> ENTRIES PROVIDED:

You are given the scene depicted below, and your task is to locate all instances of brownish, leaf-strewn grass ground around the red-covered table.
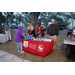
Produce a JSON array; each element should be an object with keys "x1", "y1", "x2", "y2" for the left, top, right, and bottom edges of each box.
[{"x1": 0, "y1": 30, "x2": 73, "y2": 62}]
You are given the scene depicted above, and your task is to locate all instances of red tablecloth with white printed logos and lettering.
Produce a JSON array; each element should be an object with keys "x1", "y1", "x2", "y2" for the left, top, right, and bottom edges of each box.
[{"x1": 23, "y1": 39, "x2": 54, "y2": 57}]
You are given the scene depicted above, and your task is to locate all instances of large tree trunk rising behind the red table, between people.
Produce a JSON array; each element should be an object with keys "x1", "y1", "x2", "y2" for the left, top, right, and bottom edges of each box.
[{"x1": 31, "y1": 12, "x2": 40, "y2": 35}]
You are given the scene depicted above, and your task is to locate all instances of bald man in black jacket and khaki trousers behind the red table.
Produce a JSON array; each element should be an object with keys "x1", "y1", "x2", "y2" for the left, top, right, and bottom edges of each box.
[{"x1": 47, "y1": 19, "x2": 59, "y2": 43}]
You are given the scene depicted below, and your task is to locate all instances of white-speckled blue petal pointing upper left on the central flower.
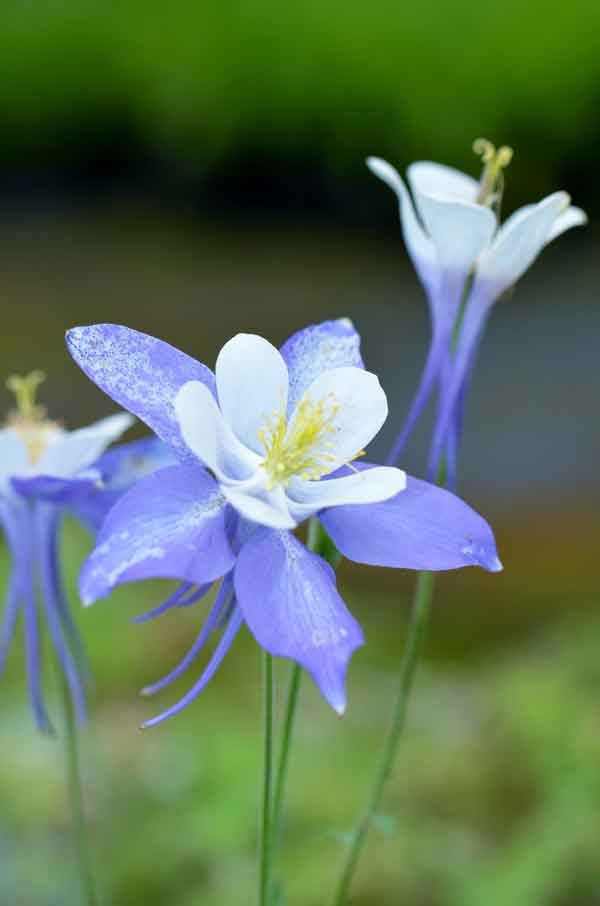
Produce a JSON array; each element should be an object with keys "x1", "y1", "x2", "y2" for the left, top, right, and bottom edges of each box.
[{"x1": 67, "y1": 324, "x2": 215, "y2": 459}]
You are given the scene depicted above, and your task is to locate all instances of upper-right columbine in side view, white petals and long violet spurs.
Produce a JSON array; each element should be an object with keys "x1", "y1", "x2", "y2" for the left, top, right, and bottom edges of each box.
[{"x1": 367, "y1": 139, "x2": 586, "y2": 483}]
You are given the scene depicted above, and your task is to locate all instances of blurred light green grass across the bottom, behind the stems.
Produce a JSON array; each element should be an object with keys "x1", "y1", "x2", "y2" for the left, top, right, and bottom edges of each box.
[{"x1": 0, "y1": 512, "x2": 600, "y2": 906}]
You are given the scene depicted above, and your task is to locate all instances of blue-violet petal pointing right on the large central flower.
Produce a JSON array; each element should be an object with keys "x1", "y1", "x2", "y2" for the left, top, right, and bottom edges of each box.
[{"x1": 319, "y1": 465, "x2": 502, "y2": 572}]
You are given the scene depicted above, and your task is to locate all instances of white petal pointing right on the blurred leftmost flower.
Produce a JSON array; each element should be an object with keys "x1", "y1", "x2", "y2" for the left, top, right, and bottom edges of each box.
[{"x1": 35, "y1": 412, "x2": 135, "y2": 478}]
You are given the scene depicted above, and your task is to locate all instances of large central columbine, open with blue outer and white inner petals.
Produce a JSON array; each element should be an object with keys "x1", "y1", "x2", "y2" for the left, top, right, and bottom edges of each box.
[{"x1": 67, "y1": 320, "x2": 500, "y2": 726}]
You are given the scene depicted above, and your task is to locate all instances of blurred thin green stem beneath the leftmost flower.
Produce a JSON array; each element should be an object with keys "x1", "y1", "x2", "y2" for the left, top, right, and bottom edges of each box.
[{"x1": 59, "y1": 674, "x2": 100, "y2": 906}]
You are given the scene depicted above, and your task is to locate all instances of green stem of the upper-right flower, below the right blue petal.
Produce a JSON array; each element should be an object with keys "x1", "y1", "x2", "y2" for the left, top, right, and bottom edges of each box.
[{"x1": 333, "y1": 572, "x2": 435, "y2": 906}]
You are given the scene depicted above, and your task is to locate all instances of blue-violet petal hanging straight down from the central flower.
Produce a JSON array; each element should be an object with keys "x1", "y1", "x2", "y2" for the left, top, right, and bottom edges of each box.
[{"x1": 235, "y1": 528, "x2": 364, "y2": 714}]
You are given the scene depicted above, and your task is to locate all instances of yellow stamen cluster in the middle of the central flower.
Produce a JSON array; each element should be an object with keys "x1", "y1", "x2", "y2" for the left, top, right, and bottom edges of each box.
[{"x1": 258, "y1": 393, "x2": 342, "y2": 490}]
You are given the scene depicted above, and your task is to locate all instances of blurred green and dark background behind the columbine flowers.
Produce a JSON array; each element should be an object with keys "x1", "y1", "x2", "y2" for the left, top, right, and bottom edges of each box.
[{"x1": 0, "y1": 0, "x2": 600, "y2": 906}]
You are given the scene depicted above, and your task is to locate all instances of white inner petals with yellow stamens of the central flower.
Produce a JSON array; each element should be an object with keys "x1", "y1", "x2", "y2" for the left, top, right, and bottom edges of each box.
[{"x1": 174, "y1": 334, "x2": 406, "y2": 529}]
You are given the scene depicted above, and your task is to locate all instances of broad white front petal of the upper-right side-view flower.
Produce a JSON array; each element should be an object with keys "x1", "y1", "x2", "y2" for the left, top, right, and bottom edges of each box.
[{"x1": 416, "y1": 194, "x2": 497, "y2": 278}]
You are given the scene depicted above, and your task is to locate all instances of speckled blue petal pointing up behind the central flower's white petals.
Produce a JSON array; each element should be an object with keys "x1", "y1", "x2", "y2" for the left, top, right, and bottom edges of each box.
[{"x1": 280, "y1": 318, "x2": 364, "y2": 413}]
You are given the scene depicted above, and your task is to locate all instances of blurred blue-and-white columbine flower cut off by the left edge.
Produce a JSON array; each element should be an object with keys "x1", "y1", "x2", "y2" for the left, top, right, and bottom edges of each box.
[{"x1": 0, "y1": 372, "x2": 154, "y2": 730}]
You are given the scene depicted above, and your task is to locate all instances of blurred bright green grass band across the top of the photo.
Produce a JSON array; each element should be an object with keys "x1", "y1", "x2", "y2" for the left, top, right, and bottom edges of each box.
[{"x1": 0, "y1": 0, "x2": 600, "y2": 205}]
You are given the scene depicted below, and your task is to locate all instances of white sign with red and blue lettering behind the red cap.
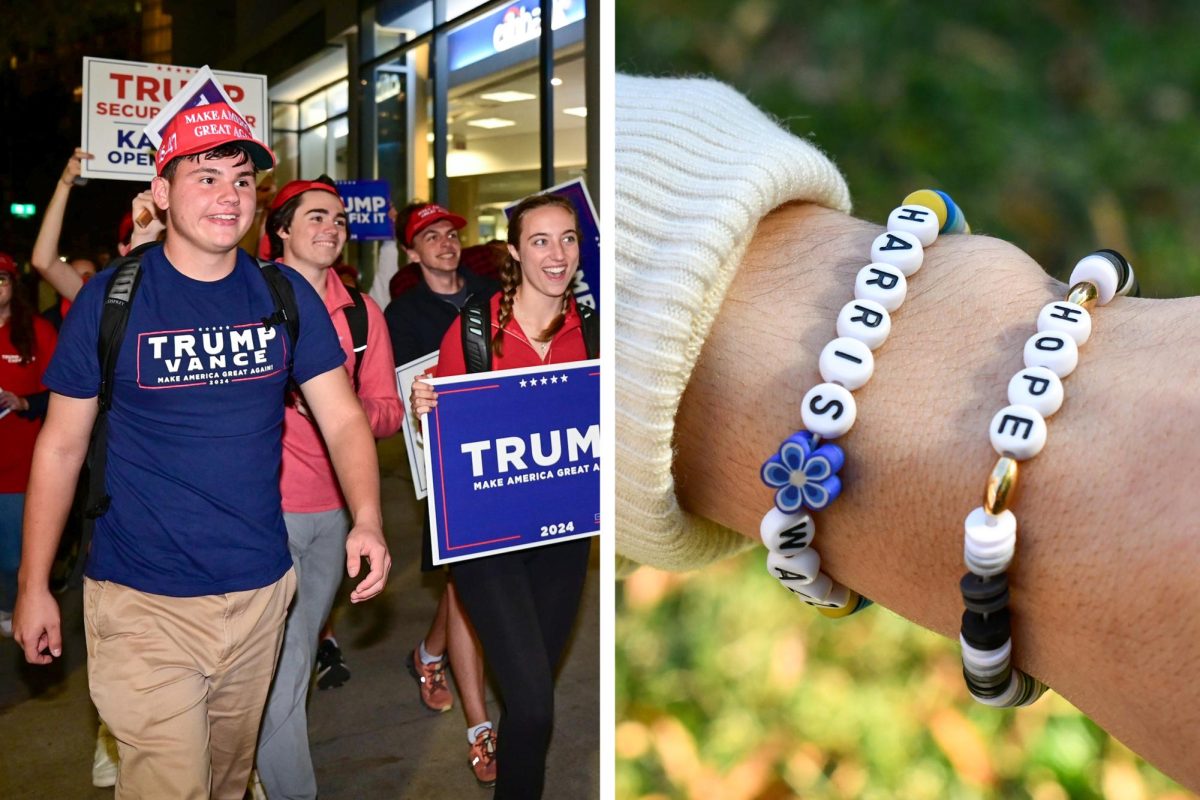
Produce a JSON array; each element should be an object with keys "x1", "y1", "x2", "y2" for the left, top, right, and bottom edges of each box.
[{"x1": 82, "y1": 56, "x2": 271, "y2": 182}]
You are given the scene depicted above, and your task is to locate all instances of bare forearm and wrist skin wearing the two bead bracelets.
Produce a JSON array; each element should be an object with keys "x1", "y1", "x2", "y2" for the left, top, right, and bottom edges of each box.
[{"x1": 674, "y1": 201, "x2": 1200, "y2": 786}]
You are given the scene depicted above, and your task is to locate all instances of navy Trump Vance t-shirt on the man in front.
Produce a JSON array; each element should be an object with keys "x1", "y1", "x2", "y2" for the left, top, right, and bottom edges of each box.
[{"x1": 44, "y1": 247, "x2": 346, "y2": 597}]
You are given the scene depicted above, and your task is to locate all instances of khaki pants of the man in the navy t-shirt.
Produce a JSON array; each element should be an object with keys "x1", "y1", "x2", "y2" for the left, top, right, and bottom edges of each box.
[{"x1": 84, "y1": 570, "x2": 295, "y2": 800}]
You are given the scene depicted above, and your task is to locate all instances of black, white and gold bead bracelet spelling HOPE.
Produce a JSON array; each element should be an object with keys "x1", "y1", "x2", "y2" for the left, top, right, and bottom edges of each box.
[{"x1": 959, "y1": 249, "x2": 1136, "y2": 708}]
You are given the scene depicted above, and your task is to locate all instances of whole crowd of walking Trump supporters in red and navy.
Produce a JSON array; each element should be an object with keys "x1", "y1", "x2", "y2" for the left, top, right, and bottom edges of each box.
[{"x1": 0, "y1": 97, "x2": 589, "y2": 800}]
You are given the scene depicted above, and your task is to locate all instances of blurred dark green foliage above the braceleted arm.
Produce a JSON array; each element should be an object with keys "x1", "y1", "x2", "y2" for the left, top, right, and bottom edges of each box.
[{"x1": 616, "y1": 0, "x2": 1200, "y2": 297}]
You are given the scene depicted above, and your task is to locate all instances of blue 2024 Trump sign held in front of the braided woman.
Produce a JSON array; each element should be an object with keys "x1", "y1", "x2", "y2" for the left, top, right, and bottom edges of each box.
[{"x1": 424, "y1": 360, "x2": 600, "y2": 564}]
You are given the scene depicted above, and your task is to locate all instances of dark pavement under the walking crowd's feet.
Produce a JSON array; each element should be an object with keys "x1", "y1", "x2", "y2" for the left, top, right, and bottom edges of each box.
[{"x1": 0, "y1": 435, "x2": 600, "y2": 800}]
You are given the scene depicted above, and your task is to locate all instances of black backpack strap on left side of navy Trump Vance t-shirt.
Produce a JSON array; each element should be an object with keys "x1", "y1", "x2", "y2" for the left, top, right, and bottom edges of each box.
[{"x1": 84, "y1": 255, "x2": 142, "y2": 519}]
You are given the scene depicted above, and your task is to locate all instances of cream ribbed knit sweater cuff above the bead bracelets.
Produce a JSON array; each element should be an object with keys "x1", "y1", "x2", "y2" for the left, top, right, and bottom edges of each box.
[{"x1": 616, "y1": 76, "x2": 850, "y2": 570}]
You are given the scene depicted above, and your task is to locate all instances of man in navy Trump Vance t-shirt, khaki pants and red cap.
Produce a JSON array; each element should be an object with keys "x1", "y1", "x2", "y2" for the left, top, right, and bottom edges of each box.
[{"x1": 14, "y1": 103, "x2": 391, "y2": 799}]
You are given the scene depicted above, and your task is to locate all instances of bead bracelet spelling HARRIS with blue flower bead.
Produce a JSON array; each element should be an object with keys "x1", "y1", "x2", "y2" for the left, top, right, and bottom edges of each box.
[{"x1": 760, "y1": 190, "x2": 971, "y2": 616}]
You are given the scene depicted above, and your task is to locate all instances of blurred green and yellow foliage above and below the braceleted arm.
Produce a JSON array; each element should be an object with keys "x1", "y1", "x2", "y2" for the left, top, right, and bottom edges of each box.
[{"x1": 616, "y1": 0, "x2": 1200, "y2": 800}]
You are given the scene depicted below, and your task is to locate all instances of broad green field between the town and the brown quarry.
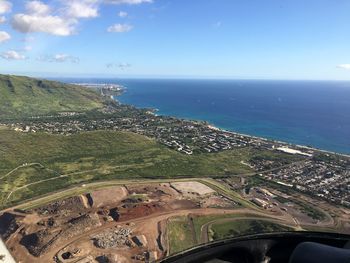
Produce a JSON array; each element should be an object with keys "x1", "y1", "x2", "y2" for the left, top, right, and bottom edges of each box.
[{"x1": 0, "y1": 129, "x2": 262, "y2": 208}]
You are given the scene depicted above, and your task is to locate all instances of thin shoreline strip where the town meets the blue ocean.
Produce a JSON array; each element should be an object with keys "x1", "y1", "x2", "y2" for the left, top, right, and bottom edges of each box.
[{"x1": 113, "y1": 93, "x2": 350, "y2": 158}]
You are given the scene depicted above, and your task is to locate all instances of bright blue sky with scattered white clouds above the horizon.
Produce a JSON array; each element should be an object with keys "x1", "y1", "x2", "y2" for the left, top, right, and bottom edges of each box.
[{"x1": 0, "y1": 0, "x2": 350, "y2": 80}]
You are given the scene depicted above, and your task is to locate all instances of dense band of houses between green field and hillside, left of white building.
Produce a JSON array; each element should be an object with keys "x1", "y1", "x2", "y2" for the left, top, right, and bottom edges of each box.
[{"x1": 4, "y1": 112, "x2": 272, "y2": 155}]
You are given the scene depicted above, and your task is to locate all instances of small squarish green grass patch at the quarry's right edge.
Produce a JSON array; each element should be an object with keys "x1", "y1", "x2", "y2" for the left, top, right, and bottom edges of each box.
[{"x1": 167, "y1": 216, "x2": 195, "y2": 255}]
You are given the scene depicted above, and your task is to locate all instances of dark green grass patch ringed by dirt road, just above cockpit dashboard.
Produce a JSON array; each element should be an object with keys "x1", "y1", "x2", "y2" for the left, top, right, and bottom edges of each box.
[{"x1": 210, "y1": 219, "x2": 293, "y2": 240}]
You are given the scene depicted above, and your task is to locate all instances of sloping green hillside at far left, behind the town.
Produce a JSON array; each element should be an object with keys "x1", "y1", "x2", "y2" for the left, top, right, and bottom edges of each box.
[{"x1": 0, "y1": 75, "x2": 103, "y2": 119}]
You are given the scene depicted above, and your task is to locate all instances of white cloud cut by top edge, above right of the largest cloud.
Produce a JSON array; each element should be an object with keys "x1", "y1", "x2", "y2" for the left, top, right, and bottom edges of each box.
[{"x1": 65, "y1": 0, "x2": 98, "y2": 18}]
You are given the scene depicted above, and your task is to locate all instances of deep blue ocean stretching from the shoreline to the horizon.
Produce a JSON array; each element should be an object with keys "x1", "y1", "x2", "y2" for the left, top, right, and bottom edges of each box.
[{"x1": 60, "y1": 79, "x2": 350, "y2": 154}]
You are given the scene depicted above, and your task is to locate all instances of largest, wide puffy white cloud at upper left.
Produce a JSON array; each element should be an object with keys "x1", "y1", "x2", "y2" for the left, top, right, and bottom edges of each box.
[{"x1": 11, "y1": 14, "x2": 77, "y2": 36}]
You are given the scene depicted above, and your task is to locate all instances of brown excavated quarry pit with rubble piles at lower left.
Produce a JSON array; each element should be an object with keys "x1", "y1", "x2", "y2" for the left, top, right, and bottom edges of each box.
[{"x1": 0, "y1": 182, "x2": 236, "y2": 263}]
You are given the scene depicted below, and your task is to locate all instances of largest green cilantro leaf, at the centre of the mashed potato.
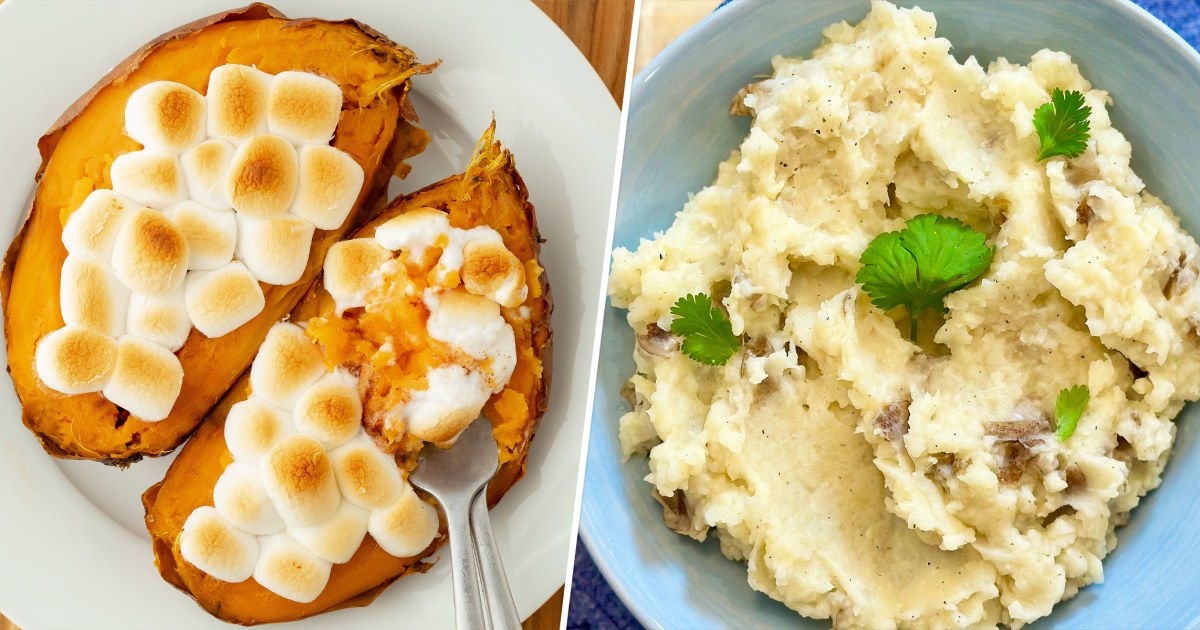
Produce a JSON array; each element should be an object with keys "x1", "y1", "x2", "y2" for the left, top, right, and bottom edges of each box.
[{"x1": 854, "y1": 215, "x2": 995, "y2": 342}]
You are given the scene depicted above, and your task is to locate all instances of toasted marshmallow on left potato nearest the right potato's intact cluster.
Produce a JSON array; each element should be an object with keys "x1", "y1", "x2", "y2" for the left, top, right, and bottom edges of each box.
[{"x1": 185, "y1": 262, "x2": 266, "y2": 338}]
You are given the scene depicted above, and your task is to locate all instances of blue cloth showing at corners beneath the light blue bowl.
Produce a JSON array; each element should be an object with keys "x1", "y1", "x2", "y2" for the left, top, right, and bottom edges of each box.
[{"x1": 566, "y1": 0, "x2": 1200, "y2": 630}]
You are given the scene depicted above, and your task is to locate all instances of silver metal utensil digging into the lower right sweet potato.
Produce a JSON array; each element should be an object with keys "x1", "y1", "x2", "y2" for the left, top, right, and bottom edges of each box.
[{"x1": 409, "y1": 418, "x2": 521, "y2": 630}]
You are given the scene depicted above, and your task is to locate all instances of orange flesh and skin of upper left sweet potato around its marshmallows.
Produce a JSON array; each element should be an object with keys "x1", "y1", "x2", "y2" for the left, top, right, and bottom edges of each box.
[{"x1": 0, "y1": 4, "x2": 436, "y2": 466}]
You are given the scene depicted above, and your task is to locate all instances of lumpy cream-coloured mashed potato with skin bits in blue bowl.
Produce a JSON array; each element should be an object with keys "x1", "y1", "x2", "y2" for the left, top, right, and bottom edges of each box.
[{"x1": 610, "y1": 1, "x2": 1200, "y2": 628}]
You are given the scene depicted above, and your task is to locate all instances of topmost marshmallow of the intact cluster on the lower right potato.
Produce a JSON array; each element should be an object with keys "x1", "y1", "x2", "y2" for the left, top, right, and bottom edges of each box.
[{"x1": 250, "y1": 323, "x2": 325, "y2": 409}]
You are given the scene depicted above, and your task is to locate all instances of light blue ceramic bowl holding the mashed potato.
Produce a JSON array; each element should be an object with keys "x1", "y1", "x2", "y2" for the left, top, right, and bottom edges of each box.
[{"x1": 581, "y1": 0, "x2": 1200, "y2": 628}]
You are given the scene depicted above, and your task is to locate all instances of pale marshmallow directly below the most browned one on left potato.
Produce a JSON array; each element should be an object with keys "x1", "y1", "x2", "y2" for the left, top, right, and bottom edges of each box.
[{"x1": 238, "y1": 214, "x2": 313, "y2": 284}]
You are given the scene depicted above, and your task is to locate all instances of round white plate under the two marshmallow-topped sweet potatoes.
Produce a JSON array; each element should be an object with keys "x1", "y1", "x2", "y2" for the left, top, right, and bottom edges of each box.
[{"x1": 0, "y1": 0, "x2": 619, "y2": 630}]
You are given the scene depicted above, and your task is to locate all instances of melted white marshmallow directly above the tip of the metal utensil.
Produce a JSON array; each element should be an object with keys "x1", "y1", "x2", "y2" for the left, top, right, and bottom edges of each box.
[{"x1": 401, "y1": 365, "x2": 491, "y2": 445}]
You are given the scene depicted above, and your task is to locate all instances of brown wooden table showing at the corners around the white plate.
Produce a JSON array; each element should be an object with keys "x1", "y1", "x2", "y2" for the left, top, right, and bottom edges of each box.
[{"x1": 0, "y1": 0, "x2": 634, "y2": 630}]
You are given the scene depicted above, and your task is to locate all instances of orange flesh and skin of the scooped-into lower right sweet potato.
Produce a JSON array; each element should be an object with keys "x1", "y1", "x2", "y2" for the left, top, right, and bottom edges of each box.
[{"x1": 142, "y1": 128, "x2": 552, "y2": 625}]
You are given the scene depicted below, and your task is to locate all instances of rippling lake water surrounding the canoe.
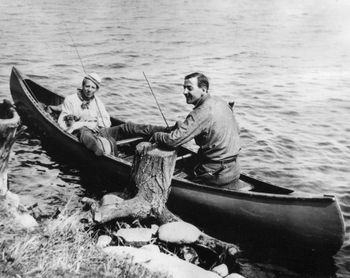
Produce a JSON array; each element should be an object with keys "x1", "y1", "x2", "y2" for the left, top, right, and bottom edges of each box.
[{"x1": 0, "y1": 0, "x2": 350, "y2": 277}]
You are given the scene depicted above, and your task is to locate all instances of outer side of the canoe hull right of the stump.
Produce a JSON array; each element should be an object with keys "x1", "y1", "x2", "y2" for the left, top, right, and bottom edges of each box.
[{"x1": 168, "y1": 181, "x2": 344, "y2": 254}]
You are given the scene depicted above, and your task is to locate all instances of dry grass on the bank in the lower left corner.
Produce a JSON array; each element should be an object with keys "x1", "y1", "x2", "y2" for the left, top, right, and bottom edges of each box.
[{"x1": 0, "y1": 199, "x2": 168, "y2": 278}]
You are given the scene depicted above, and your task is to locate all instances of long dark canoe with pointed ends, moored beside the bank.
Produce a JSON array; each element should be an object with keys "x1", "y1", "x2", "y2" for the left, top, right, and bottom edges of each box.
[{"x1": 10, "y1": 67, "x2": 345, "y2": 255}]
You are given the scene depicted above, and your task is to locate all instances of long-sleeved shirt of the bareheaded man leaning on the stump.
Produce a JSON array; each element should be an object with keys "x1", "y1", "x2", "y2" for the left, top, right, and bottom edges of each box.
[{"x1": 155, "y1": 94, "x2": 240, "y2": 163}]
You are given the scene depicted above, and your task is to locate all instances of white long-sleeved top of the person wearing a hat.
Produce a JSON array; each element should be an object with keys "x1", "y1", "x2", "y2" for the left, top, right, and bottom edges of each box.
[{"x1": 58, "y1": 93, "x2": 111, "y2": 132}]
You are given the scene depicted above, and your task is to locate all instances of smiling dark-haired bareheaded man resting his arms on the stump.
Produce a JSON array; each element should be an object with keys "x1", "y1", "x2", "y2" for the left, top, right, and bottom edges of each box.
[{"x1": 151, "y1": 73, "x2": 240, "y2": 187}]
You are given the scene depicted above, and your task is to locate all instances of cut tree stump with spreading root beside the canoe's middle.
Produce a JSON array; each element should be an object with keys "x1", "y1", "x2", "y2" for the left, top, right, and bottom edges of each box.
[{"x1": 93, "y1": 142, "x2": 178, "y2": 223}]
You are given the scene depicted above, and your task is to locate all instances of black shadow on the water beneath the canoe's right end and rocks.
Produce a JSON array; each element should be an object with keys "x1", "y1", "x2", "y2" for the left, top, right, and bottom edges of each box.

> WORK ITEM:
Each line from the material above that mentions the word "front" needs to be copied.

> RESULT:
You are given the scene depicted above, and your task is to locate all instances of broad white front petal of the upper-right side-view flower.
You are given the scene depicted above, and your task is to locate all instances of navy Trump Vance t-shirt on the man in front.
You are given the scene depicted above, and your task is to locate all instances of blue 2024 Trump sign held in front of the braided woman.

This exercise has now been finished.